Please return the lines of the records below unchanged, starting with the line that contains "the black puppy" and running through the end of the records, both ends included.

:::::

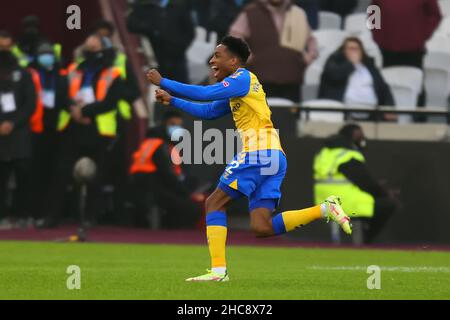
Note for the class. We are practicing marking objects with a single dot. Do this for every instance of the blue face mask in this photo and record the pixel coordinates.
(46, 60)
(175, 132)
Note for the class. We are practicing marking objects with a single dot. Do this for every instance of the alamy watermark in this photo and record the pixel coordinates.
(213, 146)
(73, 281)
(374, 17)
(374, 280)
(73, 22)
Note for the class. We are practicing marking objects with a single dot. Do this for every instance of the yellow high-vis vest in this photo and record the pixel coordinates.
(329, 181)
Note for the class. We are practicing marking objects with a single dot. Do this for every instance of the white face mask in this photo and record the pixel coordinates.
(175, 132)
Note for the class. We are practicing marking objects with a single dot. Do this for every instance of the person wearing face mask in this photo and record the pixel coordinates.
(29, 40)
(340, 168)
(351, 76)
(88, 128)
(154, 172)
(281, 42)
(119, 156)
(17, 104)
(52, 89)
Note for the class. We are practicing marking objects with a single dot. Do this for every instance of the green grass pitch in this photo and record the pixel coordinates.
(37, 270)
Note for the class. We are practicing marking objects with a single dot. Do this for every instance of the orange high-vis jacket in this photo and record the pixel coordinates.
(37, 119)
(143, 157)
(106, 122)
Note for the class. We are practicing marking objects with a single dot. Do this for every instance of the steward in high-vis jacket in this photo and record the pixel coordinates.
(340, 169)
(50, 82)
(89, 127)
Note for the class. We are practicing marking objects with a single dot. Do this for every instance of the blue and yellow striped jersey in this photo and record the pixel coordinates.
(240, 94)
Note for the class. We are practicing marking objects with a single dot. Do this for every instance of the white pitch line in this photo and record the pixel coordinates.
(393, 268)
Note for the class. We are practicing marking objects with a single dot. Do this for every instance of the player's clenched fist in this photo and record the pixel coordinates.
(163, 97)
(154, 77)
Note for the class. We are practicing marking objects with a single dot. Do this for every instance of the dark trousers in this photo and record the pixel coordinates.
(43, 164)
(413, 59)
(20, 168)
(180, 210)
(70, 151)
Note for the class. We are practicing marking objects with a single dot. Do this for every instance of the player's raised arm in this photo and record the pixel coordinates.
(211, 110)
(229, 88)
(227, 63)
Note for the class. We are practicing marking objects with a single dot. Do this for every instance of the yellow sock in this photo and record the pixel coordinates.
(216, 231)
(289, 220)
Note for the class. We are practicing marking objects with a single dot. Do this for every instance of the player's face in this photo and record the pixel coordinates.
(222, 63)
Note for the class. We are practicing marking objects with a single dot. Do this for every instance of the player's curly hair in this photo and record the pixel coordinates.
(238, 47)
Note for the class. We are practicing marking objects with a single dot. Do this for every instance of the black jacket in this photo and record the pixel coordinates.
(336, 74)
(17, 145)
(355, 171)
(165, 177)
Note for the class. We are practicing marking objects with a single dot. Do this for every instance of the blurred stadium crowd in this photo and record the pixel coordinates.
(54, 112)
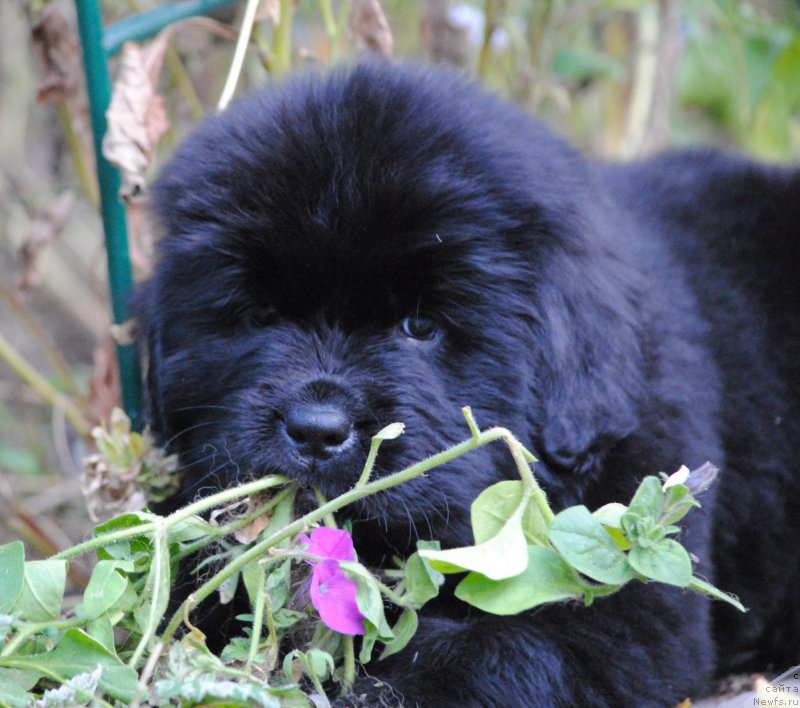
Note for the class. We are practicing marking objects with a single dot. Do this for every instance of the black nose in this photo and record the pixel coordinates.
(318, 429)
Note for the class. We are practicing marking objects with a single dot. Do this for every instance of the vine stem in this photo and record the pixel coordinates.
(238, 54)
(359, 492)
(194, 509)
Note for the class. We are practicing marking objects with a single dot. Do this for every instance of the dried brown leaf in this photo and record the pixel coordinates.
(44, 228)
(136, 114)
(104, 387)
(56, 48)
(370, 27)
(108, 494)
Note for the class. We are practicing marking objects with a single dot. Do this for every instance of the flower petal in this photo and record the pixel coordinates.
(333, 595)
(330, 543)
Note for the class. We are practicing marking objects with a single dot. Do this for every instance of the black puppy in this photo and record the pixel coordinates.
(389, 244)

:::::

Completed exercise:
Note for the class. We are practicing marking objects with a single dot. Do this for every instance of the black puppy in this photo and record the pixel coordinates.
(389, 244)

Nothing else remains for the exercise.